USING THE INFORMATION =>
**a)** Copy the VisCoder2 article word for word from "Large language models" to "number of languages.".
**b)** Continue the article about VisCoder2 from the point where it stops.

QUOTED PASSAGE =>
%%
VisCoder2: Advancing Multi-Language Visualization Code Generation

TLDR: VisCoder2 introduces a new framework for building advanced visualization coding agents. It comprises VisCode-Multi-679K, a large dataset of 679K executable visualization code pairs across 12 languages with multi-round correction dialogues; VisPlotBench, a comprehensive benchmark spanning 8 languages for evaluating initial generation and multi-round self-debug; and the VisCoder2 models, which significantly outperform open-source baselines and approach proprietary models like GPT-4.1, achieving an 82.4% execution pass rate with iterative self-debugging.

Large language models (LLMs) have shown great promise in generating code, including code for data visualizations. However, current systems often struggle with practical challenges such as supporting multiple programming languages, ensuring reliable code execution, and iteratively correcting errors. These limitations stem from datasets and benchmarks that typically focus on single-round code generation and a limited number of languages.

A new research paper introduces a comprehensive framework called VisCoder2, designed to overcome these hurdles. The framework consists of three key components: a vast dataset, a robust benchmark, and a family of advanced coding agents. You can read the full paper here: VISCODER2: BUILDINGMULTI-LANGUAGE VISUALIZATIONCODINGAGENTS.
%%
GIVEN ENTRIES =>
%%
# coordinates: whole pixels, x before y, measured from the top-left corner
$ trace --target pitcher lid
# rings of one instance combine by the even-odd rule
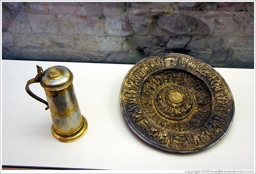
[[[50,91],[63,90],[73,81],[73,74],[63,66],[54,66],[45,70],[41,77],[40,84],[45,89]]]

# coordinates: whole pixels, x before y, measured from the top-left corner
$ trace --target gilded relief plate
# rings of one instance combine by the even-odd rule
[[[183,55],[150,57],[134,66],[121,88],[121,107],[130,127],[162,150],[198,151],[229,128],[235,111],[230,90],[209,65]]]

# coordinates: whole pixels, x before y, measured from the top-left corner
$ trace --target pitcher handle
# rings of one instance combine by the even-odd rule
[[[42,102],[43,103],[45,104],[47,106],[47,107],[45,108],[45,110],[47,110],[49,109],[49,105],[48,104],[48,102],[35,95],[30,90],[29,87],[29,85],[31,84],[34,83],[39,83],[40,81],[40,79],[41,76],[43,75],[43,69],[42,69],[42,67],[38,66],[38,65],[37,65],[37,67],[38,68],[38,75],[36,76],[35,78],[30,79],[27,81],[27,84],[26,85],[25,89],[26,89],[26,91],[27,93],[29,95],[37,100],[38,100],[40,102]]]

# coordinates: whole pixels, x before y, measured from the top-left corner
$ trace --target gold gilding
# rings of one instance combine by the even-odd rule
[[[45,80],[44,81],[44,83],[45,84],[50,84],[50,80],[49,79]]]
[[[52,97],[53,96],[56,96],[56,95],[58,95],[59,94],[64,96],[66,94],[66,93],[68,90],[73,90],[74,87],[73,86],[73,84],[71,84],[67,88],[60,91],[52,91],[45,90],[44,91],[45,92],[45,94],[47,97],[49,99]]]
[[[53,69],[50,71],[48,73],[50,78],[57,79],[61,78],[63,75],[63,70],[59,68]]]
[[[53,116],[56,119],[60,117],[69,117],[71,114],[76,111],[78,107],[78,104],[77,102],[71,108],[67,108],[63,112],[59,112],[55,111],[52,107],[50,107],[50,110]]]
[[[66,75],[67,77],[69,77],[71,76],[71,74],[70,73],[70,72],[67,72],[65,73],[64,74],[65,74]]]
[[[77,128],[72,127],[68,132],[61,130],[57,125],[53,125],[51,131],[53,137],[58,141],[63,142],[70,142],[79,139],[85,133],[88,127],[87,121],[84,117],[81,115],[80,119],[79,125]],[[59,131],[63,133],[60,133]]]

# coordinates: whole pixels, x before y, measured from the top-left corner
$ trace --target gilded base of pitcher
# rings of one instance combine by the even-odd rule
[[[58,141],[63,142],[71,142],[76,141],[83,136],[87,130],[87,121],[83,116],[82,125],[76,131],[70,134],[61,134],[57,131],[53,125],[51,129],[52,134],[53,137]]]

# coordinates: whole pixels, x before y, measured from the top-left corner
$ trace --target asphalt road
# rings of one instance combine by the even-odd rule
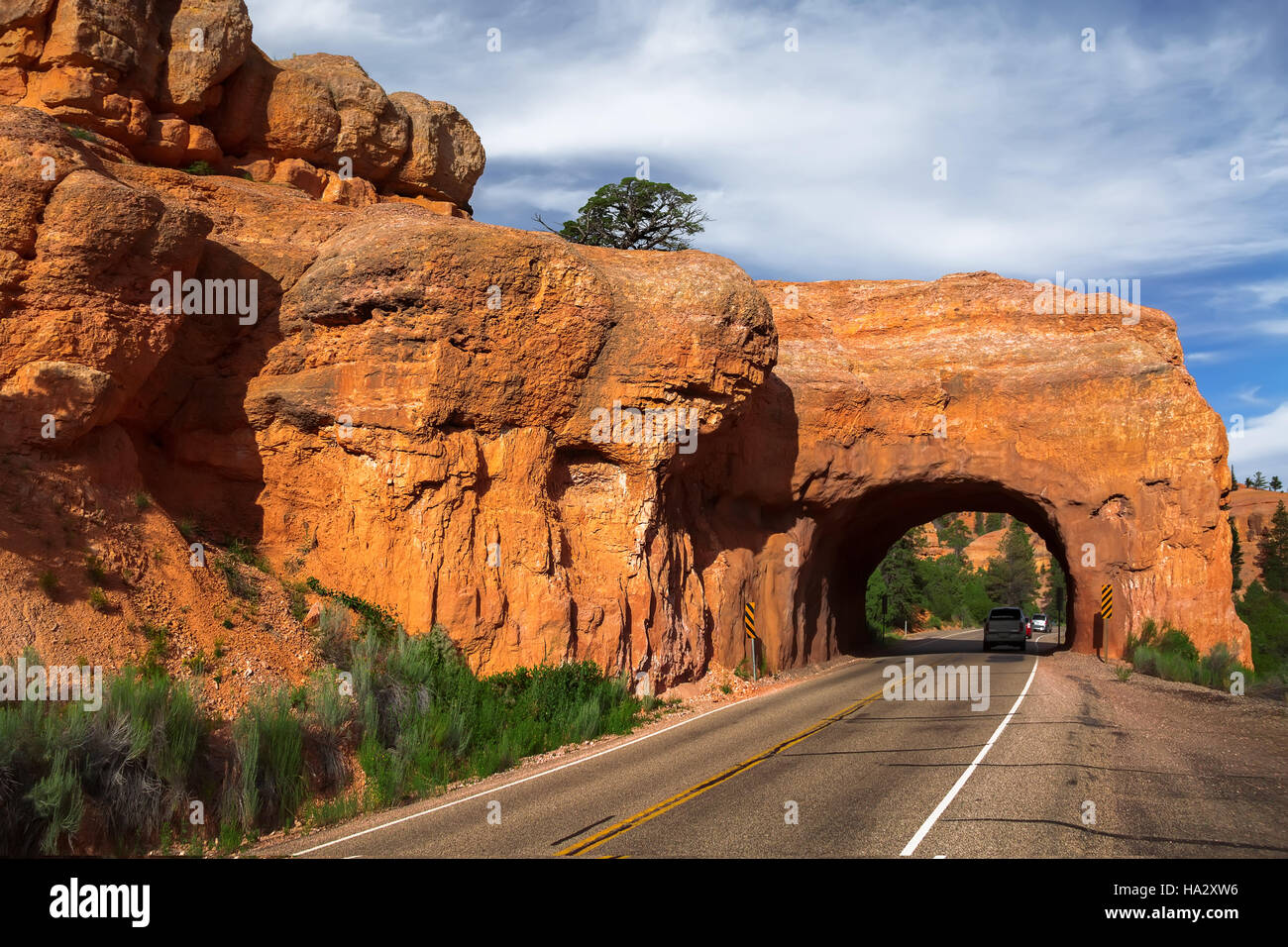
[[[1115,719],[1115,694],[1087,676],[1103,665],[1081,664],[1094,658],[1051,657],[1048,636],[1024,653],[984,653],[979,638],[978,630],[918,635],[889,657],[853,661],[665,729],[531,772],[501,773],[260,854],[1288,853],[1280,747],[1269,754],[1244,747],[1236,760],[1208,759],[1202,746],[1193,754],[1164,750],[1158,734]],[[917,667],[987,669],[987,709],[944,694],[885,700],[884,670],[896,666],[902,682],[907,657]]]

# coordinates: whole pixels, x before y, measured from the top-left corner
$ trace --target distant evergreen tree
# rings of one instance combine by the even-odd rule
[[[1270,530],[1261,539],[1257,567],[1262,584],[1270,591],[1288,591],[1288,510],[1283,500],[1270,518]]]
[[[1046,600],[1042,611],[1051,621],[1064,624],[1064,616],[1069,609],[1069,584],[1064,577],[1060,563],[1051,560],[1051,584],[1047,586]]]
[[[925,548],[921,530],[909,530],[890,546],[877,569],[890,597],[890,624],[902,626],[905,621],[912,627],[917,611],[922,608],[922,581],[917,553]]]
[[[952,549],[957,555],[961,555],[962,550],[970,545],[970,536],[966,535],[966,524],[957,517],[953,517],[939,531],[939,542]]]
[[[998,554],[988,560],[984,588],[990,599],[1003,606],[1032,611],[1038,591],[1038,569],[1033,544],[1019,519],[1011,519]]]
[[[1235,526],[1234,517],[1230,517],[1230,568],[1234,569],[1234,585],[1231,591],[1243,588],[1243,545],[1239,542],[1239,527]]]

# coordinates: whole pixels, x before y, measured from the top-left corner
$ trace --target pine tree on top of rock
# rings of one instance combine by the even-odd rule
[[[688,250],[689,237],[703,231],[711,218],[697,197],[661,182],[622,178],[604,184],[555,231],[536,214],[532,219],[573,244],[612,246],[618,250]]]
[[[1257,555],[1261,581],[1270,591],[1288,591],[1288,510],[1280,500]]]
[[[1234,517],[1230,517],[1230,569],[1234,572],[1231,591],[1243,588],[1243,544],[1239,542],[1239,527],[1235,526]]]

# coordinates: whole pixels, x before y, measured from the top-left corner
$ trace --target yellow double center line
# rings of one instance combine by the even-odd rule
[[[866,707],[867,705],[872,703],[872,701],[877,700],[881,696],[882,691],[884,691],[884,688],[881,691],[875,691],[873,693],[869,693],[867,697],[864,697],[860,701],[857,701],[857,702],[851,703],[850,706],[848,706],[845,710],[840,711],[838,714],[832,714],[831,716],[823,718],[822,720],[819,720],[813,727],[809,727],[808,729],[804,729],[800,733],[797,733],[795,737],[788,737],[782,743],[778,743],[777,746],[773,746],[769,750],[765,750],[764,752],[759,752],[755,756],[752,756],[750,759],[746,759],[746,760],[743,760],[742,763],[739,763],[739,764],[737,764],[734,767],[730,767],[729,769],[724,770],[719,776],[712,776],[710,780],[707,780],[705,782],[699,782],[697,786],[690,786],[689,789],[684,790],[684,792],[680,792],[679,795],[674,795],[670,799],[662,800],[661,803],[658,803],[657,805],[654,805],[650,809],[645,809],[644,812],[635,813],[630,818],[622,819],[617,825],[609,826],[608,828],[604,828],[603,831],[596,832],[595,835],[591,835],[590,837],[583,839],[582,841],[574,843],[574,844],[569,845],[568,848],[565,848],[565,849],[563,849],[560,852],[556,852],[555,856],[556,857],[558,856],[580,856],[583,852],[590,852],[592,848],[598,848],[599,845],[603,845],[609,839],[616,839],[620,835],[625,835],[626,832],[631,831],[636,826],[641,826],[645,822],[648,822],[649,819],[657,818],[662,813],[670,812],[671,809],[674,809],[674,808],[676,808],[679,805],[684,805],[690,799],[697,799],[698,796],[701,796],[707,790],[715,789],[720,783],[732,780],[738,773],[746,773],[752,767],[759,767],[761,763],[764,763],[765,760],[770,759],[772,756],[777,756],[783,750],[787,750],[787,749],[790,749],[792,746],[796,746],[802,740],[808,740],[809,737],[813,737],[815,733],[818,733],[824,727],[831,727],[833,723],[836,723],[837,720],[841,720],[841,719],[849,716],[855,710],[860,710],[862,707]]]

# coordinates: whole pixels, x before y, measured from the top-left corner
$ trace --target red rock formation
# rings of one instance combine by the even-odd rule
[[[1070,314],[1039,314],[1033,285],[992,273],[760,286],[779,331],[783,389],[766,415],[779,420],[728,445],[747,474],[725,477],[732,457],[710,454],[699,473],[705,502],[724,495],[741,521],[751,504],[773,513],[759,532],[726,526],[743,537],[723,544],[737,567],[721,588],[732,604],[757,600],[781,664],[853,647],[862,579],[889,544],[961,509],[1019,517],[1061,560],[1074,648],[1091,649],[1109,582],[1110,655],[1155,617],[1203,651],[1251,656],[1229,595],[1225,430],[1164,313],[1124,325],[1078,298]],[[799,568],[784,566],[788,542]],[[741,653],[733,611],[715,622],[725,662]]]
[[[139,161],[205,161],[310,196],[389,195],[469,209],[478,135],[446,102],[385,95],[352,58],[270,61],[242,0],[22,0],[0,5],[0,104],[49,112]],[[308,162],[305,174],[281,162]]]
[[[890,542],[998,509],[1066,567],[1073,647],[1108,581],[1110,655],[1154,617],[1247,660],[1225,432],[1166,314],[1041,314],[990,273],[790,291],[710,254],[437,215],[482,169],[462,119],[350,59],[272,63],[216,6],[201,68],[165,37],[205,4],[0,8],[0,90],[40,108],[0,107],[4,648],[118,662],[84,649],[176,613],[209,644],[191,518],[412,631],[442,622],[480,670],[589,657],[666,687],[742,660],[747,600],[774,667],[862,646]],[[130,157],[213,147],[194,129],[255,180]],[[331,170],[345,151],[370,178]],[[254,281],[251,318],[158,304],[176,272],[206,300]],[[169,519],[128,521],[139,487]],[[39,590],[86,535],[122,569],[108,615]],[[243,620],[303,660],[274,631],[298,622]]]
[[[1270,518],[1282,502],[1288,504],[1288,493],[1274,490],[1239,487],[1230,493],[1230,515],[1239,530],[1239,544],[1243,546],[1243,568],[1239,575],[1243,576],[1244,589],[1261,580],[1257,549],[1270,532]]]

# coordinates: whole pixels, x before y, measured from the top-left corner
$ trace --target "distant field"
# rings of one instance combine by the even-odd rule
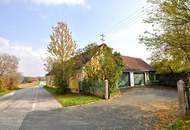
[[[19,88],[30,88],[30,87],[34,87],[38,84],[39,84],[39,82],[23,83],[23,84],[19,84],[18,87]]]

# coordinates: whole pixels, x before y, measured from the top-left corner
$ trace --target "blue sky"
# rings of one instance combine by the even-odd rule
[[[104,33],[116,51],[146,60],[149,52],[138,43],[146,30],[144,5],[146,0],[2,0],[0,51],[16,54],[24,75],[44,75],[43,58],[52,26],[64,21],[78,47],[99,42]]]

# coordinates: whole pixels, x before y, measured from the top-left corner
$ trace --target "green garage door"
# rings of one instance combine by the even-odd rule
[[[144,73],[134,73],[134,82],[135,82],[135,85],[143,86],[145,83]]]
[[[119,88],[126,88],[130,86],[130,76],[129,73],[123,73],[123,75],[121,76],[121,79],[119,81]]]

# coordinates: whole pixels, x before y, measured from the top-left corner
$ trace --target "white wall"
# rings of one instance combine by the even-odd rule
[[[130,86],[135,86],[134,73],[130,72]]]

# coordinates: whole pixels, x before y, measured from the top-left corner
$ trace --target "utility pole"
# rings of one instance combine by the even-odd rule
[[[101,37],[100,41],[101,41],[102,43],[104,43],[104,42],[105,42],[105,35],[104,35],[104,34],[101,34],[100,37]]]

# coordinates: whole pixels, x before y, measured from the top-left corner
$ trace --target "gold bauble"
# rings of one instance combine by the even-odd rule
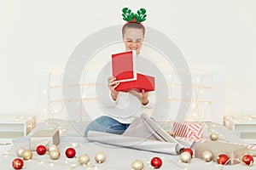
[[[26,150],[26,149],[23,148],[23,147],[18,148],[18,149],[16,150],[17,156],[22,157],[22,154],[23,154],[23,152],[24,152],[25,150]]]
[[[143,170],[144,168],[144,164],[141,160],[135,160],[131,163],[132,170]]]
[[[59,150],[51,150],[50,152],[49,152],[49,155],[50,159],[57,160],[57,159],[59,159],[61,153],[59,152]]]
[[[87,165],[90,162],[90,156],[87,154],[83,154],[79,157],[79,162],[80,165]]]
[[[184,151],[181,153],[180,159],[183,162],[189,163],[191,160],[191,155],[189,152]]]
[[[216,141],[218,139],[218,135],[215,133],[210,134],[210,139],[212,141]]]
[[[205,162],[211,162],[213,159],[213,155],[211,151],[206,150],[206,151],[202,152],[201,158]]]
[[[103,163],[106,160],[106,155],[103,152],[97,152],[94,158],[97,163]]]
[[[30,160],[32,159],[33,154],[32,153],[32,151],[30,150],[25,150],[22,153],[22,158],[24,160]]]
[[[48,146],[48,151],[49,152],[50,152],[50,151],[52,151],[54,150],[59,150],[58,146],[56,146],[55,144],[50,144],[50,145]]]

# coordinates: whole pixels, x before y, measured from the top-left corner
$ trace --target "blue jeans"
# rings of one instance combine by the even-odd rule
[[[87,137],[89,131],[122,134],[128,128],[129,125],[121,123],[110,116],[102,116],[89,123],[84,136]]]

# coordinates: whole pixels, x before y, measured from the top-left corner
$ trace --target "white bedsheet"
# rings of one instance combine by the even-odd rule
[[[36,127],[36,129],[49,128],[58,127],[60,129],[66,129],[62,131],[61,137],[61,143],[59,149],[61,151],[61,157],[59,160],[50,160],[48,154],[44,156],[38,156],[36,152],[33,152],[33,159],[30,161],[25,161],[26,169],[38,169],[38,170],[50,170],[50,169],[86,169],[85,167],[79,166],[78,162],[78,156],[81,154],[88,154],[90,158],[91,165],[87,167],[87,169],[102,169],[102,170],[131,170],[131,162],[136,159],[140,159],[144,162],[145,170],[152,169],[149,167],[149,162],[154,156],[159,156],[163,161],[163,165],[160,169],[256,169],[256,166],[253,164],[252,167],[247,167],[242,164],[237,165],[227,165],[225,167],[218,166],[216,162],[204,162],[201,159],[193,158],[189,163],[183,163],[180,162],[179,156],[172,156],[167,154],[160,154],[145,150],[139,150],[135,149],[129,149],[119,146],[108,145],[99,143],[90,142],[87,139],[82,137],[83,132],[86,127],[86,123],[70,123],[67,121],[60,120],[48,120],[48,124],[42,124]],[[170,129],[172,124],[163,124],[164,128]],[[204,136],[206,139],[212,131],[208,128],[211,127],[211,130],[218,132],[221,136],[220,139],[224,139],[233,142],[241,142],[233,133],[226,129],[224,126],[208,123],[208,126],[204,127]],[[29,136],[23,137],[15,140],[14,145],[9,150],[9,154],[2,154],[0,156],[0,169],[13,169],[11,162],[16,157],[15,151],[17,148],[25,147],[28,148]],[[73,144],[79,144],[76,147],[77,157],[67,158],[65,156],[65,150],[67,148],[71,147]],[[107,156],[107,160],[102,164],[97,164],[94,160],[94,156],[97,151],[103,151]],[[94,167],[96,166],[96,167]],[[93,168],[96,167],[96,168]]]

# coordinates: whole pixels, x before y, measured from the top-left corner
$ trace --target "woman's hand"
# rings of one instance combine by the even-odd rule
[[[119,82],[115,81],[115,77],[114,76],[109,76],[108,78],[108,88],[110,89],[111,92],[111,97],[113,100],[116,100],[117,96],[119,94],[119,92],[115,90],[116,87],[118,85],[119,85]]]
[[[141,101],[142,105],[146,105],[148,103],[148,92],[145,92],[145,90],[142,90],[141,93],[131,90],[130,94],[136,96]]]

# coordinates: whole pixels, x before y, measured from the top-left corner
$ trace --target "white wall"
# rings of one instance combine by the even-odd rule
[[[225,76],[226,112],[254,114],[253,0],[2,0],[0,115],[37,115],[40,75],[62,71],[87,36],[124,23],[125,6],[147,8],[144,24],[171,37],[192,71]]]

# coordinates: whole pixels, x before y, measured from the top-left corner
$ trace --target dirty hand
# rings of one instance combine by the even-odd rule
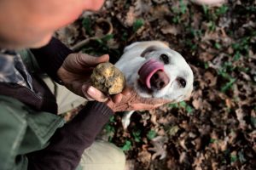
[[[142,98],[134,89],[125,88],[122,92],[122,98],[119,98],[115,101],[108,99],[106,104],[114,112],[128,111],[128,110],[143,110],[155,109],[164,104],[171,101],[156,98]]]
[[[66,88],[74,94],[84,97],[88,100],[105,102],[108,97],[101,91],[90,85],[90,76],[93,69],[100,63],[108,62],[108,54],[101,57],[93,57],[85,54],[71,54],[64,60],[57,71],[59,78]],[[121,94],[112,99],[115,101],[120,99]]]

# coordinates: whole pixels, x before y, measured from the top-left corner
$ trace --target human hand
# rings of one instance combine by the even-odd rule
[[[122,97],[115,101],[108,99],[106,104],[114,112],[128,110],[142,110],[155,109],[171,101],[156,98],[142,98],[131,88],[126,88],[122,92]]]
[[[108,62],[108,54],[93,57],[81,53],[71,54],[65,59],[57,74],[66,88],[74,94],[88,100],[105,102],[108,98],[90,85],[90,76],[98,64]],[[117,94],[112,99],[119,100],[121,94]]]

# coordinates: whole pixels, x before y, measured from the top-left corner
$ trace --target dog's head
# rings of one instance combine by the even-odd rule
[[[163,98],[179,102],[191,95],[194,76],[191,68],[177,52],[169,48],[150,46],[137,60],[133,86],[144,98]]]

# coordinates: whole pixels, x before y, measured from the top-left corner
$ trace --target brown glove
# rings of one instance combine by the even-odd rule
[[[122,94],[124,95],[122,96],[120,101],[114,103],[112,99],[108,99],[106,102],[108,107],[110,107],[114,112],[152,110],[166,103],[172,102],[163,99],[142,98],[130,88],[125,89],[125,92]],[[117,101],[117,99],[115,101]]]

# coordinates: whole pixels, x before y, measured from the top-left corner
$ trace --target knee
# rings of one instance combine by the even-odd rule
[[[80,165],[93,167],[88,169],[124,170],[125,153],[114,144],[105,141],[96,141],[84,150]]]

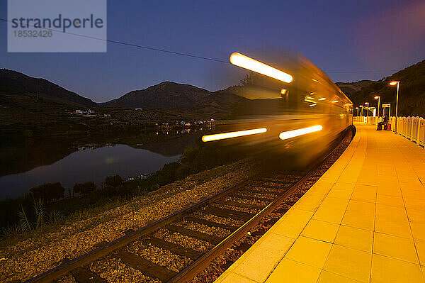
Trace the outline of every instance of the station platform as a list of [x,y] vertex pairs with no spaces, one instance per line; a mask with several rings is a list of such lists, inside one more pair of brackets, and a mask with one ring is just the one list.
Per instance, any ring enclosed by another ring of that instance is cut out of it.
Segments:
[[425,150],[354,125],[339,159],[215,282],[425,282]]

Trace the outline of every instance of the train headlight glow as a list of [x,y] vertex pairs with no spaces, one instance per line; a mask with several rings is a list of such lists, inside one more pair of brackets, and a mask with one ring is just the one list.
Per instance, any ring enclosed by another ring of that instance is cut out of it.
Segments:
[[310,133],[317,132],[322,131],[323,127],[322,125],[313,126],[312,127],[303,128],[298,130],[288,131],[288,132],[282,132],[279,135],[280,140],[287,140],[298,137],[299,135],[305,135]]
[[252,130],[239,131],[237,132],[230,132],[223,133],[217,133],[215,135],[204,135],[202,137],[202,141],[209,142],[212,140],[224,140],[225,138],[242,137],[244,135],[255,135],[257,133],[266,133],[266,128],[256,128]]
[[254,59],[234,52],[230,55],[230,62],[236,66],[248,69],[257,73],[264,74],[282,82],[290,83],[293,81],[293,77],[268,65],[262,63]]

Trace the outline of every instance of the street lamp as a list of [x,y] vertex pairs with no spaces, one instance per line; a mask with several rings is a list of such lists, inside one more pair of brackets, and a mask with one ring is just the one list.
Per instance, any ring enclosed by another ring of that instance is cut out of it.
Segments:
[[390,86],[395,86],[397,84],[397,99],[395,100],[395,133],[397,133],[397,126],[398,124],[398,91],[399,91],[399,87],[400,85],[400,81],[392,81],[390,83]]
[[375,99],[378,99],[378,116],[379,117],[379,106],[380,104],[380,96],[376,96],[374,97]]

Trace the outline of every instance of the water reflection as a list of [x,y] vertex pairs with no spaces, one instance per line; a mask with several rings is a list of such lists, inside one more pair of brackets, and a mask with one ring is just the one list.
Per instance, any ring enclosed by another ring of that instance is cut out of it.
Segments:
[[[162,135],[167,136],[159,133]],[[118,174],[126,179],[156,172],[164,164],[176,161],[184,148],[199,138],[193,134],[170,135],[165,140],[159,137],[155,143],[149,137],[137,136],[115,141],[120,143],[81,144],[87,141],[84,140],[2,147],[0,199],[20,196],[45,182],[60,182],[68,191],[75,183],[100,184],[110,174]]]

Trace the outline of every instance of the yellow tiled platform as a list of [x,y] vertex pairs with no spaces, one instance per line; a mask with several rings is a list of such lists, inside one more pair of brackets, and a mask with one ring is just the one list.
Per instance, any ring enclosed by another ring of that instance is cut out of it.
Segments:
%%
EXPECTED RESULTS =>
**a)**
Large language models (LLMs) have shown great promise in generating code, including code for data visualizations. However, current systems often struggle with practical challenges such as supporting multiple programming languages, ensuring reliable code execution, and iteratively correcting errors. These limitations stem from datasets and benchmarks that typically focus on single-round code generation and a limited number of languages.

**b)**
VisCode-Multi-679K: A Dataset for Multi-Language Visualization

At the heart of VisCoder2 is VisCode-Multi-679K, a large-scale dataset containing 679,000 validated and executable visualization code samples. What makes this dataset unique is its multi-language coverage, spanning 12 programming languages, and its inclusion of multi-turn correction dialogues. This means the dataset not only provides examples of correct code but also shows how models can learn to revise faulty code based on execution feedback.

The dataset was built by combining code from diverse open-source repositories like the-stack-v2, svg-diagrams, and CoSyn-400K. These sources provide a mix of real-world and synthetically generated visualization code. A rigorous process of filtering, code block extraction, and runtime validation ensures that all samples are executable and produce valid visual outputs. Additionally, 66,000 multi-turn dialogues from the Code-Feedback dataset were integrated to train models in iterative debugging, a crucial skill for real-world coding agents.

VisPlotBench: A Benchmark for Comprehensive Evaluation

To systematically evaluate visualization coding agents, the researchers developed VisPlotBench. This benchmark covers eight programming languages and features 888 diverse visualization tasks. Unlike previous benchmarks that often focus on a single language or a narrow range of chart types, VisPlotBench includes imperative libraries, declarative grammars, markup-based formats, and symbolic notations across 13 visual categories, from common bars and lines to more specialized music notation and network diagrams.

VisPlotBench uses a standardized protocol: execute, render, and score. It assesses not only the initial code generation but also the model’s ability to self-debug through multiple rounds of feedback. This multi-round evaluation is vital for understanding how agents perform in iterative development workflows.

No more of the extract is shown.